▶ Data rows:
#####

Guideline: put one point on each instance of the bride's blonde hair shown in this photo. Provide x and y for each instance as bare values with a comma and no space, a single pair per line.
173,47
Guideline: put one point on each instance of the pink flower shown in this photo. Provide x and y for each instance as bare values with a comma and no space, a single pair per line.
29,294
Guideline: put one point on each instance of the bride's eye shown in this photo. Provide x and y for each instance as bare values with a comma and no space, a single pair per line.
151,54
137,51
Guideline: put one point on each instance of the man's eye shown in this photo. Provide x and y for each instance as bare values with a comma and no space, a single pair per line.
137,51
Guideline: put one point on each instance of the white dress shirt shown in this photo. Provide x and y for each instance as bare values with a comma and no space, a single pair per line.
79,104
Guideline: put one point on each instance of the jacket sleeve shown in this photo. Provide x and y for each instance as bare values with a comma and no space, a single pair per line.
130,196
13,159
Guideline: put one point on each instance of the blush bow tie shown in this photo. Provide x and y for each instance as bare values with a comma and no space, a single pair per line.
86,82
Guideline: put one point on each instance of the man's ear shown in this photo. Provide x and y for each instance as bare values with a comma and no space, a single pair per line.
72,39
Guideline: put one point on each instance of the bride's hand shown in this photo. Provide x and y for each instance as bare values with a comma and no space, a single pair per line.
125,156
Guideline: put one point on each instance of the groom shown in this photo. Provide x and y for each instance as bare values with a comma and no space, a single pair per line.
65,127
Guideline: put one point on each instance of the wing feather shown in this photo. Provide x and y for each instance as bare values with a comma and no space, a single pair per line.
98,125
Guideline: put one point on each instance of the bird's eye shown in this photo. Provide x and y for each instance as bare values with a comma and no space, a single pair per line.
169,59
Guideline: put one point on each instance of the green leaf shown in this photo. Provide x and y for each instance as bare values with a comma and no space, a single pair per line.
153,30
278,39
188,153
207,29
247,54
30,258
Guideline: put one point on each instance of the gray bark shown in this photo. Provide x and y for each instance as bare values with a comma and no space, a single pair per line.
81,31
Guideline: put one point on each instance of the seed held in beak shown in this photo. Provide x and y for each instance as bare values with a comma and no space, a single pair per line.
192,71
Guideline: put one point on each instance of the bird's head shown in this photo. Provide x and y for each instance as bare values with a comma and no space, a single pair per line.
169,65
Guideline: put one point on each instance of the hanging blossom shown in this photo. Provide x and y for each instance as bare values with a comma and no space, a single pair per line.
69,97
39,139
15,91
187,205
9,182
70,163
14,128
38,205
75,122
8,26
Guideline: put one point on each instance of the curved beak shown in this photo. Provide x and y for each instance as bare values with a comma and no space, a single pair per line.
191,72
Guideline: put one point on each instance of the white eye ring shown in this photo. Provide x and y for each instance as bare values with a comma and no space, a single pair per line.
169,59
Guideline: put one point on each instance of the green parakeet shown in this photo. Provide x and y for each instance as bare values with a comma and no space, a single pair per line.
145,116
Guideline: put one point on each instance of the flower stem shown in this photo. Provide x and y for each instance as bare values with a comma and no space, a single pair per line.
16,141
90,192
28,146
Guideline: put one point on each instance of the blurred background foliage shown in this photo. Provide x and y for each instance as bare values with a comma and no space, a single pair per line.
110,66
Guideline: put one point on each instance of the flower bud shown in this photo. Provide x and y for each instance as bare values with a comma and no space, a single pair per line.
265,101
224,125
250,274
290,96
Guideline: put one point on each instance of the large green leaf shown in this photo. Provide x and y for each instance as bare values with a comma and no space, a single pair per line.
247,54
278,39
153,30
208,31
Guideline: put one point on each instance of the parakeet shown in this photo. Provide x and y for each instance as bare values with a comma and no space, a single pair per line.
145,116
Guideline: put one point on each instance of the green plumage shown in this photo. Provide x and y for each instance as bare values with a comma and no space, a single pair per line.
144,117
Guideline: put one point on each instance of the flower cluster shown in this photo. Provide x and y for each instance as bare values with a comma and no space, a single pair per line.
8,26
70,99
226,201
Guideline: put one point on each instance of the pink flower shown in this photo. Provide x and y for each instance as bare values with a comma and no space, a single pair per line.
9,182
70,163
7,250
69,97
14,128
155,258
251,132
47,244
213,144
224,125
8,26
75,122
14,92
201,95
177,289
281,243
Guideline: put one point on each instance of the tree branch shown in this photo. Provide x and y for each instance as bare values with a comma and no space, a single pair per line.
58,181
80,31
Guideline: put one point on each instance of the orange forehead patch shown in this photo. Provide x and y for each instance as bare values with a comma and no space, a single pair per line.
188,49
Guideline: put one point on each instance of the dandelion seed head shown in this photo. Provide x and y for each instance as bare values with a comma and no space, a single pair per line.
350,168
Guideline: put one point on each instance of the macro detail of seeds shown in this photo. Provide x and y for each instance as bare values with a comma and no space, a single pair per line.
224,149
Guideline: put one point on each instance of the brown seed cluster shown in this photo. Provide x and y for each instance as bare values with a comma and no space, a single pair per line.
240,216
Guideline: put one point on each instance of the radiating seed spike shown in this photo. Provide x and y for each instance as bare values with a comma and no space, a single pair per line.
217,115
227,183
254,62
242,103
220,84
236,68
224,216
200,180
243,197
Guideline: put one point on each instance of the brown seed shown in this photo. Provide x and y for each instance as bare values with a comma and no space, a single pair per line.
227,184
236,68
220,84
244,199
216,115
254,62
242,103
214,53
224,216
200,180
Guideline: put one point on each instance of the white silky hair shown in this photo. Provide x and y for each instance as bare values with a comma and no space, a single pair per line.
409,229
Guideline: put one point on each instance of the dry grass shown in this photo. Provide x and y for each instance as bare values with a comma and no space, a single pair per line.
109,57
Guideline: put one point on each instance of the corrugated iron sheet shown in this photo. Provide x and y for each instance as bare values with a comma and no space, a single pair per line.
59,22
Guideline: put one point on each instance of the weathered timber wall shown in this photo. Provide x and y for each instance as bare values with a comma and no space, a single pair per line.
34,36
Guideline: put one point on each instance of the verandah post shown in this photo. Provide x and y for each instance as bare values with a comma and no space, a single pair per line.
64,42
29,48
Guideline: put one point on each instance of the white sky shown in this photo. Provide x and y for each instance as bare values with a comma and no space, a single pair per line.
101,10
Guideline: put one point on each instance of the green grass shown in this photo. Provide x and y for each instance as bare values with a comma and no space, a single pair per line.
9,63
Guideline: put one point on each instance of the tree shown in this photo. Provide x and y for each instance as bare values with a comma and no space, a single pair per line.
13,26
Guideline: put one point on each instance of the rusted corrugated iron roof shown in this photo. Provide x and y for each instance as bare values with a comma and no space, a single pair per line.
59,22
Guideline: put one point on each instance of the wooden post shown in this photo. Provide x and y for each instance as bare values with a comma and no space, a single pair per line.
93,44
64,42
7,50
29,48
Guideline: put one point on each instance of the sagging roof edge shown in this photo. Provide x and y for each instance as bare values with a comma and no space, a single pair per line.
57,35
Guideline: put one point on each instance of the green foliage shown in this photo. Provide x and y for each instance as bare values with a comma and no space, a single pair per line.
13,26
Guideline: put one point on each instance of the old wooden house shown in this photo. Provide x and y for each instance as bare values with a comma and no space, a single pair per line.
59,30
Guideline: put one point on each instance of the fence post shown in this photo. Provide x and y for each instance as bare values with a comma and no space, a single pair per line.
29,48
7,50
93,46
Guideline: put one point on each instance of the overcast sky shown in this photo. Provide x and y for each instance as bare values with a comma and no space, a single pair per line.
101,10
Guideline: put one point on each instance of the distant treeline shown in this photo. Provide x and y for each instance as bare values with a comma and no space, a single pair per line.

#####

▶ Exercise directions: Faithfully reproduce all of the records, character for character.

▶ Full solution:
Guideline: put one point on each instance of the bride's blonde hair shown in this photo. Provide x and y for each instance as bare values with a comma and no space, a single pair per line.
173,47
Guideline: put one point on each instance of the pink flower shown in this photo. Provide x and y for each instance as bare values with a comma and no space, a single pair per line.
29,294
Guideline: put one point on each instance of the bride's eye shown in this photo. Provide x and y for each instance as bare values with a comma and no space, a single pair per line.
151,54
137,51
Guideline: put one point on each instance of the man's eye shown in this photo. Provide x and y for each instance as bare values with a comma and no space, a single pair per line.
137,51
Guideline: put one point on each instance of the white dress shirt shown in this photo. Provide x and y for each instance as bare values with a comma and no space, a single pair per line.
79,104
Guideline: put one point on each instance of the jacket sleeve shown in this photo. Provide x and y for each instance as bare values with a comma and no space, a single pair per line.
130,196
13,159
Guideline: put one point on each instance of the blush bow tie shown in this photo. Provide x and y for each instance as bare values with a comma and no space, a single pair per line.
86,82
Guideline: put one point on each instance of the man's ear shown in this photo. Provide x and y for each instance as bare values with a comma and no space, a single pair per line.
72,39
Guideline: put one point on each instance of the bride's hand shown in this photo. Provide x and y for each instance as bare values with a comma and no space, a single pair per line.
125,156
Guideline: put one point on each instance of the groom shown in this photo. Provide x and y for each instance as bare values with a comma and no space, a single pair per line.
65,127
Guideline: put one point on each instance of the wing feather shown in this photo. Provide x and y for each instance as bare values with a comma and no space, a single pair per line.
98,125
Guideline: put one point on each instance of the bird's eye shown in this photo. Provide x and y for each instance as bare values with a comma and no space, a single pair per line.
169,59
Guideline: put one point on each instance of the green leaf shown in this photo. Provide x and y for each instance as bare values with a comma and no space, a single pair per line.
153,30
278,39
188,153
207,29
247,54
30,258
Guideline: put one point on each instance of the gray bark shown in this photo. Provide x and y for each instance as bare values with a comma and no space, a single pair per line.
81,31
Guideline: put one point on each instance of the seed held in beak shown in this photo. Provide x and y for each instance as bare values with a comma and no space, a single pair per line.
192,71
Guideline: put one point on each instance of the bird's head shown in this photo. Provide x and y for each instance as bare values with a comma and no space, a single pair per line.
169,65
Guideline: put one point on each instance of the hanging blossom shown in this photo. Provide x and y for each instance as bare values with a comma and no space, a single pair per line.
69,97
39,139
15,91
187,205
9,182
70,163
14,128
38,205
75,122
8,26
Guideline: put one point on each instance of the curved beak shown in this photo. Provide x and y for each instance as bare values with a comma and no space, a single pair per line.
191,72
Guideline: put one point on each instance of the white eye ring shown in this photo. Provide x and y for each instance as bare values with a comma and no space, a single pair per line.
169,59
Guideline: put one point on each instance of the green parakeet shown in this photo. Provide x and y for each instance as bare values with a comma and no space, a single pair per line.
145,116
Guideline: put one point on each instance of the flower stem shown in this photo. Provide x and y for each instance as bare values with a comma and no space, a single pair per line.
16,141
90,192
28,146
Guideline: put one point on each instance of the blurred background foliage shown in this photo. Provide x and y for each instance as bare values with a comma and no space, a single pair per line.
110,66
Guideline: put one point on each instance of the flower bud shown in this photo. Provide x and y for each instance as bare values with a comma and no space, a single pair per line.
265,101
224,125
250,274
290,96
Guideline: put one point on each instance of the large green leaf shown in this photo. Provide x and y for each instance as bare values with a comma and no space, a single pair per line.
247,54
278,39
153,30
208,31
Guideline: put one point on each instance of the parakeet shown in this photo. Provide x and y for each instance as bare values with a comma and no space, a single pair per line.
145,116
Guideline: put one point on each instance of the green plumage shown in this photo. Provide x and y for each instance as bare values with a comma and no space, a single pair per line.
144,117
Guideline: put one point on each instance of the flower cluster shown in this photo. Provide x and y for each instance as bare values with a comma and no space, a single pair per line.
8,26
70,99
226,201
Guideline: put one point on each instance of the pink flower shown in this photo. Provide x and y for each instance as bare values with a comma and no space, a single pair per line.
9,182
70,163
7,250
69,97
14,128
155,258
251,132
47,244
213,144
224,125
8,26
75,122
14,92
201,95
177,289
281,243
Guideline: put one point on each instance of the tree branch shown in this photo. Provide x and y for each instance as bare values with a comma and no space, a single pair per line.
58,181
80,31
Guideline: put one point on each instance of the orange forehead patch shown in this photo. Provide x and y for each instance as bare values with a comma and no space, a single pair per line.
188,49
Guideline: put one point on each instance of the dandelion seed head shown in this photo. Provide x and y for each instance as bare values with a comma and no space, a single pair per line.
350,168
Guideline: put one point on each instance of the macro detail of seeds shown in this photo. Provide x and y for each instance as bare values with a comma and no space, a single pair per line.
224,149
Guideline: put one point on each instance of the brown seed cluster shown in this photo. Provide x and y for each instance as bare values with a comma and no space, a single pair per line.
240,216
Guideline: put one point on each instance of the radiating seed spike shown in this photo. Provide x and y for each instance as bare values with a comma and no space, a single pair per line.
217,115
227,183
254,62
242,103
220,84
236,68
224,216
200,180
243,197
Guideline: put one point on each instance of the brown seed shown in this photo. Provide x and y for each instance as bare values with a comma and no space, a single pair per line.
227,184
236,68
220,84
244,199
216,115
254,62
242,103
214,53
224,216
200,180
Guideline: put one point on each instance of the white silky hair shown in this photo. Provide x and y for each instance as bare values with a comma and no space, a single pair per line.
409,229
Guideline: put one point on each instance of the dry grass shown in this photo. Provide x and y for each instance as bare values with a comma and no space, a single pair per line.
109,57
Guideline: put one point on each instance of the corrugated iron sheet shown in this photo. Provide x and y for each instance as bare values with a comma and no space, a single pair per line.
59,22
Guideline: put one point on each instance of the weathered timber wall shown in this photo. Provide x and y for each instance as bare values with a comma and no space, a single pair per line.
34,36
Guideline: put one point on each instance of the verandah post shown in this photo. Provide x and y for each instance as bare values with a comma and no space, a single pair per line.
64,42
29,48
Guideline: put one point on each instance of the white sky shown in this photo. Provide x and y for each instance as bare values with a comma and no space, a single pair per line.
101,10
Guideline: put one point on each instance of the green grass shown in this photo. Provide x and y for each instance as bare values with a comma and no space, a single pair per line.
9,63
Guideline: put one point on each instance of the tree shown in this photo. Provide x and y for each instance as bare values with a comma and no space, a single pair per line.
13,26
Guideline: put one point on each instance of the rusted corrugated iron roof shown in this photo. Provide x and y for each instance as bare values with a comma and no space, a single pair per line.
59,22
Guideline: put one point on each instance of the wooden post shown in this photo. Provide x and y for each instance as bare values with a comma and no space, a single pair per line.
93,44
64,42
7,50
29,48
Guideline: put one point on each instance of the sagging roof edge shown in this photo. Provide x and y for each instance as bare values with a comma and no space, a single pair per line.
57,35
Guideline: put one point on each instance of the green foliage shown in this photo. Provide x and y for each instance as bare values with a comma and no space, a single pair per line.
13,26
Guideline: put one point on each instance of the old wooden house shown in this photo. Provide x and y for each instance as bare values with a comma and no space, a single pair per line.
59,30
Guideline: put one point on each instance of the fence post shown in this photo. Provide x and y for each instance as bare values with a comma and no space, a single pair per line.
29,48
7,50
93,46
Guideline: put one point on each instance of the overcast sky shown in this photo. Provide x and y for each instance as bare values with a comma and no space, a single pair per line.
101,10
Guideline: put one point on each instance of the distant treeline shown in this photo. Provide x and y for each instance as bare values with a comma and no space, a single pair per line.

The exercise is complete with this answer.